Exercise objective.
Retype each line of the material exactly, please, skipping any picture in it.

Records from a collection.

########################################

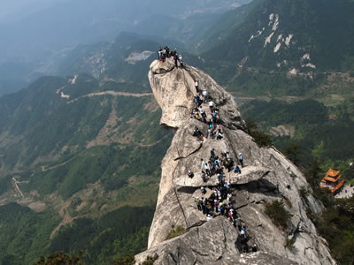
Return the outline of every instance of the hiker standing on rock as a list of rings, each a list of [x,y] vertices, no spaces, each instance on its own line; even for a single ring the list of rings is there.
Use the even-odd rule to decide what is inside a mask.
[[[241,164],[241,167],[243,167],[243,155],[242,153],[238,154],[238,162]]]

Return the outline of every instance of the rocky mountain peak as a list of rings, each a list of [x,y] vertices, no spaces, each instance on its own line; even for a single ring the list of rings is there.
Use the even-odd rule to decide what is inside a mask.
[[[204,72],[189,65],[175,67],[170,59],[154,61],[149,79],[162,109],[161,125],[173,128],[174,137],[161,164],[149,249],[135,256],[138,263],[156,254],[155,264],[335,263],[307,216],[308,211],[319,213],[323,206],[311,195],[304,174],[275,148],[254,142],[227,92]],[[192,117],[196,80],[199,90],[208,92],[200,105],[207,121],[212,119],[208,102],[216,104],[212,132],[219,137],[211,135],[209,125]],[[204,137],[196,136],[196,127]],[[208,161],[219,162],[215,169],[222,169],[222,174],[213,172],[212,163],[205,168],[203,163]],[[235,172],[236,165],[241,173]],[[196,201],[202,198],[205,207],[199,208]],[[212,198],[220,208],[214,208]],[[210,204],[207,199],[212,199]],[[287,227],[276,226],[265,213],[273,201],[289,213]],[[182,235],[166,240],[177,227]],[[258,251],[248,252],[254,245]]]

########################################

Result of the exercise.
Return the outline of every instance of the hiker standing on rock as a list of rings, each a list of [x,y] vertices, no spaces, each instance on its own line; even for a single ring the list of rings is there.
Use the even-odd rule to decide what is inside a mask.
[[[241,164],[241,167],[243,167],[243,155],[242,153],[238,154],[238,162]]]

Return the outline of every instance of the rocky mountain peak as a list of rings, each a list of [x,y] vertices, no spaces, each instance on its own line; even for a single ring the list of rings is there.
Use the even-odd rule to decide what is inside a mask.
[[[204,72],[189,65],[175,67],[170,59],[154,61],[149,79],[162,109],[161,125],[173,128],[174,137],[161,164],[149,249],[135,256],[138,263],[156,254],[155,264],[335,263],[307,216],[308,211],[319,213],[323,206],[311,195],[304,174],[275,148],[254,142],[227,92]],[[192,117],[196,80],[199,90],[208,92],[200,105],[207,121],[212,119],[208,102],[216,104],[212,132],[219,137],[211,135],[209,125]],[[204,137],[196,136],[196,127]],[[208,161],[219,162],[215,169],[222,169],[222,174],[213,172],[212,163],[205,168],[203,163]],[[235,172],[236,165],[241,173]],[[196,201],[202,198],[205,207],[199,208]],[[212,198],[220,208],[214,208]],[[210,204],[207,199],[212,199]],[[287,227],[276,226],[265,213],[273,201],[289,213]],[[182,235],[166,240],[177,227]],[[258,251],[248,252],[254,245]]]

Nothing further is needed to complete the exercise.